§ **REQUIRED TASK 1**
Find and copy out each line of the records below that contains the string "Mark".

§ **READING PASSAGE**
"""

As for your book Rev Holy Emminence of Lardness, I would be more than happy to contribute my pen for that book. I've always wanted to write a book about Fat Guys and thus. Perhaps now I shall begin with the first Draft. 

Life isn't simple, Life isn't fair, I know that, but at least people could have common sense and realize to shut the hell up when they DON'T know what they are talking about. If you started talking about the Beatnik Revolution in the 50's I'd shut up, I have nothing to contribute to that. 

Anyways Obesus and the others, it's time for a change, let's show these fakers out there, and people trying to make us look bad that fat guys are here to stay dammit!

This Transmission Ends Now ..... *


----------



## BigFusionNYC (Jul 3, 2006)

* I still stand by my original ideals. *


----------



## Obesus (Jul 4, 2006)

....from the drawing of boundaries and the defining of the real...in the shifting electronic sands of the INTERNET and this very board, things are rarely what they seem...hence our rude intrusion of reality and the drawing of clear boundaries...mirages do not satisfy anything but a sense of imaginary curiosity and anomoly. Before all sense of reality drains out of this world in a shimmering flood of elctrons, let us celebrate the reality and enormity of all of this flesh in the place where it stands...in the city and on the ground.....touching Earth and causing the mountains to shake with each step!



BigFusionNYC said:


> * I still stand by my original ideals. *


----------



## PolarKat (Jul 4, 2006)

Obesus said:


> Jean Baudrillard's work on obesity gives me a sort of starting place for everything...and something to react against...and the psychological side has been mangled pretty well...so there is a lot to explore and clean up right off the bat.



Any recomendation from Jean Baudrillard library? I'll be hitting the library soon and I enjoyed some of his stuff when I was in school.


----------



## Webmaster (Jul 4, 2006)

Obesus said:


> Let me tell you...the "scene" is just depressing right now....looks pretty hopeless and is definitely not what everyone had hopes for a few years ago. I personally blame the Internet for "flattening" everything out, rather than making it more alive and connected......



The reason for that, Obesus, is that none of us had counted on the internet being a venue where snipers, slimers, and the assorted under-the-rock crowd would obsessively follow every word you say in order to build dossiers on you with the sole intent to blackmail you, threaten you, and destroy you. Sounds a bit paranoid, huh? It ain't. So those of us who've been here for a while, or a long while, have learned to keep their mouths shut and only issue politically correct, sugar-coated statements. Lest, of course, they want to build a cloak of total anonymity, with proxies, screen names and a carefully maintained ruse of a fake personality. Not for me. So there. It's terrorism right here in our midsts.

"""

§ **REQUIRED TASK 2**
Update the forum thread from "Any recomendation from" up to and including "Webmaster (Jul 4, 2006)", changing "school" to "college", and write out that revised stretch.

§ **EXCERPTED RECORDS**
"""

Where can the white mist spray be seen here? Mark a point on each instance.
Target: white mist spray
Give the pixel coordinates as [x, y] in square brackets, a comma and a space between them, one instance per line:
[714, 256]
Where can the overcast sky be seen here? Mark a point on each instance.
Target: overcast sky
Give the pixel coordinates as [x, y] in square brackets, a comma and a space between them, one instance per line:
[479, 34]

"""
"""

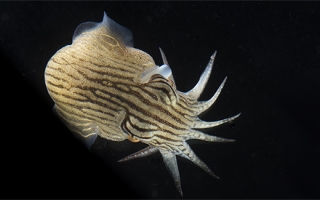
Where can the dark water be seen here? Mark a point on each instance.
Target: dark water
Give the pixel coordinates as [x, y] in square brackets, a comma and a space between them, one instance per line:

"""

§ **WORKED SOLUTION 1**
Where can the white mist spray be seen here? Mark a point on each instance.
Where can the overcast sky be seen here? Mark a point on each instance.
Where can the dark water be seen here? Mark a point on each instance.

§ **WORKED SOLUTION 2**
Any recomendation from Jean Baudrillard library? I'll be hitting the library soon and I enjoyed some of his stuff when I was in college.


----------



## Webmaster (Jul 4, 2006)